What is required
In the records below, find each line holding the word "pole" and copy it.

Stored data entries
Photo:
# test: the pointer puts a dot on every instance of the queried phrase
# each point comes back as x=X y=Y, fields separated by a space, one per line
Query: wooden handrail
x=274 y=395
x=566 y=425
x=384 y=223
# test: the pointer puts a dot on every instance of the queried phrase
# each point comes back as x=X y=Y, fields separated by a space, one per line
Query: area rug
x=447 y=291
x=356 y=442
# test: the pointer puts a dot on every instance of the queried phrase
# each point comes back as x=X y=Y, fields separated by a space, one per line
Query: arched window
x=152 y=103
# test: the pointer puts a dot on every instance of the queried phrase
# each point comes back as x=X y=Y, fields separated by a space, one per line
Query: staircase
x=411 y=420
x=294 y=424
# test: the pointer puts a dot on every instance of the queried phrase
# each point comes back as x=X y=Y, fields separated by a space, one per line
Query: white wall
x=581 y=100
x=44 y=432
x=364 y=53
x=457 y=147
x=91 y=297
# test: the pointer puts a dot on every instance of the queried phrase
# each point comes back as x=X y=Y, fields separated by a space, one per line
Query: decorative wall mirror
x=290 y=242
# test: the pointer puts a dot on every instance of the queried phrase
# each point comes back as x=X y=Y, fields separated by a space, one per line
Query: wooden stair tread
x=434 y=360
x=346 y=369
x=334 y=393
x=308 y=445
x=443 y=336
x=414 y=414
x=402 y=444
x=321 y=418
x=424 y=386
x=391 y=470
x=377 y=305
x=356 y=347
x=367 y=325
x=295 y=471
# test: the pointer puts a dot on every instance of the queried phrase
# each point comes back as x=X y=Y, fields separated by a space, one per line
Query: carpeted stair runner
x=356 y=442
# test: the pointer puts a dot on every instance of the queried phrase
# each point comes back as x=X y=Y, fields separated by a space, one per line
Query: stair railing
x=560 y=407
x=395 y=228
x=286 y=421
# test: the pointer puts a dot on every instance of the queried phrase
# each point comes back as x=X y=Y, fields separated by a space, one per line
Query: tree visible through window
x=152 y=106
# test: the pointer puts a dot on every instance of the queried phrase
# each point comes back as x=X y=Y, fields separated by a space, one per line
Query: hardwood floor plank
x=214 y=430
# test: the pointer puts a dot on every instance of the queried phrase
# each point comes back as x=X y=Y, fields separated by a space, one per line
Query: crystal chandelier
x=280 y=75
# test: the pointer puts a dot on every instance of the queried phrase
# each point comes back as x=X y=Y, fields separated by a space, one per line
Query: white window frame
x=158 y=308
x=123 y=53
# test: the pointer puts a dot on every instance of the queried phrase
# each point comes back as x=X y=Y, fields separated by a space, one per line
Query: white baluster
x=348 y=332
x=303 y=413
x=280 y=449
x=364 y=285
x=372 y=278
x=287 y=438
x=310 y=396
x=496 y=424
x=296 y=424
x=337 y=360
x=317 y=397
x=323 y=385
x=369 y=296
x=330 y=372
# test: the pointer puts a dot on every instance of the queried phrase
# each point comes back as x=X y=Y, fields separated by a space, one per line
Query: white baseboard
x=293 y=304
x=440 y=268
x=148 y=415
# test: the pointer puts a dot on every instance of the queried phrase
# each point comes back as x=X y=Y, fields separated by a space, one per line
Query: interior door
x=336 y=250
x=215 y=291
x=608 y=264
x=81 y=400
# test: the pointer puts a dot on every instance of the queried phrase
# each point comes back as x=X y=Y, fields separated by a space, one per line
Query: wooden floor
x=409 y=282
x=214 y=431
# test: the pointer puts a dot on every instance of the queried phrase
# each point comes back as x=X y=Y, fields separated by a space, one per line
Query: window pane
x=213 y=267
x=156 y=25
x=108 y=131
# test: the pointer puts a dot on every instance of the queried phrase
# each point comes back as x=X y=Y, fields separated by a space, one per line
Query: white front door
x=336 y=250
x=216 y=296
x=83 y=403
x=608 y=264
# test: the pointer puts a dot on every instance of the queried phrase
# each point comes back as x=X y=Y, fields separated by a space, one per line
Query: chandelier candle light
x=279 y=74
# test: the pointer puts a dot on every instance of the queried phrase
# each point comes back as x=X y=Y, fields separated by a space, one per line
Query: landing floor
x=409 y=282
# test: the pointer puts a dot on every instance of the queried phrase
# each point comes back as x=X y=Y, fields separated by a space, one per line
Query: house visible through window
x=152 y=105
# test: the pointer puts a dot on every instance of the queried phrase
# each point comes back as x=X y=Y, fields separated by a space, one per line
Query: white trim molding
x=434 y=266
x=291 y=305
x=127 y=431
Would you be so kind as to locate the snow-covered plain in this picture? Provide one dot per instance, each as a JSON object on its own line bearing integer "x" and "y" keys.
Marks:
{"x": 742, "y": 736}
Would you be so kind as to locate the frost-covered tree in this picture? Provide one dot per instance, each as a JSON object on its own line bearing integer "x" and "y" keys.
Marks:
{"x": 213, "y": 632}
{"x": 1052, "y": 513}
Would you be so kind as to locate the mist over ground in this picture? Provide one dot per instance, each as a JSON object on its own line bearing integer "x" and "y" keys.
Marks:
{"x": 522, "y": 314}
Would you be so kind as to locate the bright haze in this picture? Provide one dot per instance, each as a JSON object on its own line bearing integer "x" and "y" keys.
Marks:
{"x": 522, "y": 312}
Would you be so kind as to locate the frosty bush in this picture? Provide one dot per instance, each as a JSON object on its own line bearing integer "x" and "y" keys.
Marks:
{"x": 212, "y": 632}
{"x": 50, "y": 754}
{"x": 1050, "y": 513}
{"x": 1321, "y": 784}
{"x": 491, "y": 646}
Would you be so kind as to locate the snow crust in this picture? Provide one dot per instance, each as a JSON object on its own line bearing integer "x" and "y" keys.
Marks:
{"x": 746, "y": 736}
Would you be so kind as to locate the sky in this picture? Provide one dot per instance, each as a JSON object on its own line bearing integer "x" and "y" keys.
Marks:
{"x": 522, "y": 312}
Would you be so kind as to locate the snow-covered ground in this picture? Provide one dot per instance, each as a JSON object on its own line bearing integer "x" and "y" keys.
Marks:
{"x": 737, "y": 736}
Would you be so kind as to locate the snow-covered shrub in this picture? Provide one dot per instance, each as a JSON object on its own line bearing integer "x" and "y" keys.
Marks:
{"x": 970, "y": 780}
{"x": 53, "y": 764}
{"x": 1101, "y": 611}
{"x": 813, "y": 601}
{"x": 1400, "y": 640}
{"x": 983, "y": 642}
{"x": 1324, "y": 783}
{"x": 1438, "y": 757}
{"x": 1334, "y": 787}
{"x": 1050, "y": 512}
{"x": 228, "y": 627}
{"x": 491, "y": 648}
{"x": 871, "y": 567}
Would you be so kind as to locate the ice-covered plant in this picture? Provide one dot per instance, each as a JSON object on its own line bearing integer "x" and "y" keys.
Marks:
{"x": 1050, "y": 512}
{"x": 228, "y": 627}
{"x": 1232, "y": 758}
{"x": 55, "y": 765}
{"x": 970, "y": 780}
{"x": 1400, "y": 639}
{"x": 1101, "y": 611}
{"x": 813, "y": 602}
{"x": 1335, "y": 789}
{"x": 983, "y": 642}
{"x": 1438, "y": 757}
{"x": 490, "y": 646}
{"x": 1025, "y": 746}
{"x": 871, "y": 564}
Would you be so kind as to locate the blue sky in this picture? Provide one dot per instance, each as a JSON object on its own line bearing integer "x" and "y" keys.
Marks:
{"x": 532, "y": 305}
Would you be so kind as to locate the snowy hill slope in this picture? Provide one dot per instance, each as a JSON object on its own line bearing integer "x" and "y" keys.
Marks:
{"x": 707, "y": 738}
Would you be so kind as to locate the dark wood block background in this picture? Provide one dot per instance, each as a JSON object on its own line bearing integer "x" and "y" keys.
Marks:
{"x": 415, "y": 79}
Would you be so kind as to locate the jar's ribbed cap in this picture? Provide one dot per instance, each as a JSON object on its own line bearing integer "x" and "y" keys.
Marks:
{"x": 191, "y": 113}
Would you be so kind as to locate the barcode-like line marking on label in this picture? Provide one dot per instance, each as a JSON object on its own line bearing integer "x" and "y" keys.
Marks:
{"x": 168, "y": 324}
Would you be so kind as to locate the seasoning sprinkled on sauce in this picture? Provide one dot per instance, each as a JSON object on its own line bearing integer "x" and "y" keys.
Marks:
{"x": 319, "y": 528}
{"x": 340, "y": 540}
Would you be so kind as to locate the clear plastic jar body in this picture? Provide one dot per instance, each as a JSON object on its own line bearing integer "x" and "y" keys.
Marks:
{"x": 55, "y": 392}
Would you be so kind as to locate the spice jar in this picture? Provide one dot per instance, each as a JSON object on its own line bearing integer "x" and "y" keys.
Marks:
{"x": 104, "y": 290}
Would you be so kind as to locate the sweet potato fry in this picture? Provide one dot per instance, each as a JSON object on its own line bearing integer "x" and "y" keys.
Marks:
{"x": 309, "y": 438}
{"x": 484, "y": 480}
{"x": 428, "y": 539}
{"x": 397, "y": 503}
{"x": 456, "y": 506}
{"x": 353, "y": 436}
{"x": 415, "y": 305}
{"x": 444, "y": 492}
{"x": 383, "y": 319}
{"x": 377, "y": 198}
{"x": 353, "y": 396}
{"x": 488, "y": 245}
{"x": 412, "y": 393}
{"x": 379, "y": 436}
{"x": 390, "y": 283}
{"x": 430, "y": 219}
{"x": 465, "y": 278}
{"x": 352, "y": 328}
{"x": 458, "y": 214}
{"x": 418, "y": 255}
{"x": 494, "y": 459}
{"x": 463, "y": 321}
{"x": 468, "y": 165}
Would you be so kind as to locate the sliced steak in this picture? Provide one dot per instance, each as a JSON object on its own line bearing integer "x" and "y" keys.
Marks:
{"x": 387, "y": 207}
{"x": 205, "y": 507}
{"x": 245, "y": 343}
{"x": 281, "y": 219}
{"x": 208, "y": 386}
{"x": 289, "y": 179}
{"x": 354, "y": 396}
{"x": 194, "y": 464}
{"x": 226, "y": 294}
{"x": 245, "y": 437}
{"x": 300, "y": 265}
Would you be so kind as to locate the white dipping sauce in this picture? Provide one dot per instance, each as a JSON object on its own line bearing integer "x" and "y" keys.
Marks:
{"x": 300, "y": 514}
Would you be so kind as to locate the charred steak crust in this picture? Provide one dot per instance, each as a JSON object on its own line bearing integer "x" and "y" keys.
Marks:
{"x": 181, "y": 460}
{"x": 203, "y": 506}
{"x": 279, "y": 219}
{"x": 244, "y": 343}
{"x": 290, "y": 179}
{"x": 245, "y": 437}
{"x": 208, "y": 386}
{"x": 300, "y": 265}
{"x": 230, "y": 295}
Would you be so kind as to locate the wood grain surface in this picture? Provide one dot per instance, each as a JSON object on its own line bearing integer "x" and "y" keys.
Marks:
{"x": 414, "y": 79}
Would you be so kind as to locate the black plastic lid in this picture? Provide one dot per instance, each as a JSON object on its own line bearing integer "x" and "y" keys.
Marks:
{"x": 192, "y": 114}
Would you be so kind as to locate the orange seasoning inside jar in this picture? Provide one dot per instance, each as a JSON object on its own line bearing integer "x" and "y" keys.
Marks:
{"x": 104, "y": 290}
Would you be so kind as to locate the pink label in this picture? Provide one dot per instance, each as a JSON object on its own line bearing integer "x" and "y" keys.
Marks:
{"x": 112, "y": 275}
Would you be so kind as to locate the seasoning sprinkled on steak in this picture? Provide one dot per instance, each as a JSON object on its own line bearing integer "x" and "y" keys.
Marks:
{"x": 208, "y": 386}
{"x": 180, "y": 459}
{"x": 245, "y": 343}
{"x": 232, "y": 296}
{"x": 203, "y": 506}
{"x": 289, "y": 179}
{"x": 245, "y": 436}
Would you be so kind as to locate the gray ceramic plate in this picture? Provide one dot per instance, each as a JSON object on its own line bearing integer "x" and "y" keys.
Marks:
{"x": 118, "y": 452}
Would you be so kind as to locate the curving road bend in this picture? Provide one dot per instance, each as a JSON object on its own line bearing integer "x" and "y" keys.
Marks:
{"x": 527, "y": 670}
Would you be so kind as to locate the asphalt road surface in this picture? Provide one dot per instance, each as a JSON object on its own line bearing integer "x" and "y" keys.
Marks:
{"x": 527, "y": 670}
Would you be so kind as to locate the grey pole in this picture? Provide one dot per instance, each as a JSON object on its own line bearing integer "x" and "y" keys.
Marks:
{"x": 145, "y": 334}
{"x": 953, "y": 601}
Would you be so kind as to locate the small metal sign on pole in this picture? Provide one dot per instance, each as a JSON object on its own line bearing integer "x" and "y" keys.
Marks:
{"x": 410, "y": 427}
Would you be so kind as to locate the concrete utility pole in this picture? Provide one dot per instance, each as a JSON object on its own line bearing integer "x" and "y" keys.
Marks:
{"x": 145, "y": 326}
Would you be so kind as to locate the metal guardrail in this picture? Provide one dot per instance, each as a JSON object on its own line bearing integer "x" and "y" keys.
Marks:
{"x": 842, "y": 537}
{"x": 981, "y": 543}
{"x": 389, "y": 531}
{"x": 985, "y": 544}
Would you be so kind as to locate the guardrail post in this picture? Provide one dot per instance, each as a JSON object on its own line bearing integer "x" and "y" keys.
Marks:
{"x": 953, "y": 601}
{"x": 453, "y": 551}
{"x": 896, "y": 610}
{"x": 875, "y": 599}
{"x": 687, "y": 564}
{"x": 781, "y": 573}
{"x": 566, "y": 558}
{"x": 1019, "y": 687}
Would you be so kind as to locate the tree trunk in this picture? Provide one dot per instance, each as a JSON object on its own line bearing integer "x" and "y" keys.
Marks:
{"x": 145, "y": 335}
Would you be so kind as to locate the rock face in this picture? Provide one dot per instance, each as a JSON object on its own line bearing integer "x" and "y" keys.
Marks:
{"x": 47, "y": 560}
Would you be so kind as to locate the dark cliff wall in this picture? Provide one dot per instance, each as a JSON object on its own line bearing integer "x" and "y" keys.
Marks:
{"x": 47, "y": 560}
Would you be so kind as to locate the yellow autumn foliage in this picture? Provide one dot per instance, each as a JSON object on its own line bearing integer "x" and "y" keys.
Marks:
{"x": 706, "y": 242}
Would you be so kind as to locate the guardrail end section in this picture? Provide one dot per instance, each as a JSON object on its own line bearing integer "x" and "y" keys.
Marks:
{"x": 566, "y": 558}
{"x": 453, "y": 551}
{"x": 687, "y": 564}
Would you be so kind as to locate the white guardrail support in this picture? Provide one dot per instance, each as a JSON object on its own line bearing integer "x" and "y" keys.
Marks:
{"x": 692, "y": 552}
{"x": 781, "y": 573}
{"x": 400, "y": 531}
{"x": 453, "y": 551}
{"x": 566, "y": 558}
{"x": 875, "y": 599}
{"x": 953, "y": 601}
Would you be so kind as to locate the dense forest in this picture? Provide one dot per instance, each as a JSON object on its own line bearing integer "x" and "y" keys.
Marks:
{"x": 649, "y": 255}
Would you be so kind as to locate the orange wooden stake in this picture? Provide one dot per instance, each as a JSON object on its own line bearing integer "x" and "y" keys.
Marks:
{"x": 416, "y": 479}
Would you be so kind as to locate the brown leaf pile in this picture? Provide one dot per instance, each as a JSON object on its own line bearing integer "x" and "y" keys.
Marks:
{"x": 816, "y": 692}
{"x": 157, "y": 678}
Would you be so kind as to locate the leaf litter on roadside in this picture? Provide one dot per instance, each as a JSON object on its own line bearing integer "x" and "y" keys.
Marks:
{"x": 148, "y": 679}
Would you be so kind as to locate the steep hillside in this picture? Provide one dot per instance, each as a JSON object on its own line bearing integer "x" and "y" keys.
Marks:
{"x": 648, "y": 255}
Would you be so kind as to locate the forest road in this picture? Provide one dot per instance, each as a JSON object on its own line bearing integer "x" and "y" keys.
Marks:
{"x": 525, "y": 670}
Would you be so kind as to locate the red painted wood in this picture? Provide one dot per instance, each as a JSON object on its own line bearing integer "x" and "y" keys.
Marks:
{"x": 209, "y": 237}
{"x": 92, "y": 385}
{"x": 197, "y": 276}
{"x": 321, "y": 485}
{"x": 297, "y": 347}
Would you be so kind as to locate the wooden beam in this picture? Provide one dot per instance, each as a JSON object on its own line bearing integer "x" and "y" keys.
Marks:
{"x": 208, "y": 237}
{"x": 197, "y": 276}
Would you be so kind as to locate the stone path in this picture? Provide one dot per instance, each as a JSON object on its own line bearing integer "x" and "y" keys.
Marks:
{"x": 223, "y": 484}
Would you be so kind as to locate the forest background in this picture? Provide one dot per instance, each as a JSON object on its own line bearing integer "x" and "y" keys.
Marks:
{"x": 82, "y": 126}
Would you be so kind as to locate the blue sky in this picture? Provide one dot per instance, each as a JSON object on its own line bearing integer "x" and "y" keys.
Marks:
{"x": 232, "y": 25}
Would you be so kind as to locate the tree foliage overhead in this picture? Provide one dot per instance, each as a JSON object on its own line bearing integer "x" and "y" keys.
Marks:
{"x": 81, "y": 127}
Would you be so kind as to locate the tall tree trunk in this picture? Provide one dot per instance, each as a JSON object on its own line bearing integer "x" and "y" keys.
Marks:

Worked solution
Would you be so kind as to locate the grey pole in this picture? Provide one dot per instance, each as a JSON object on its own line bearing integer "x" and "y" keys.
Would you be so kind as to locate the small metal sign on pole in this picture? Provide one dot per instance, each as a JSON object on its own line bearing integer "x" and "y" keys.
Would you be so kind as to locate the concrete utility pole in this picture? Provide one dot per instance, each as a JSON object on its own line bearing integer "x" and "y" keys.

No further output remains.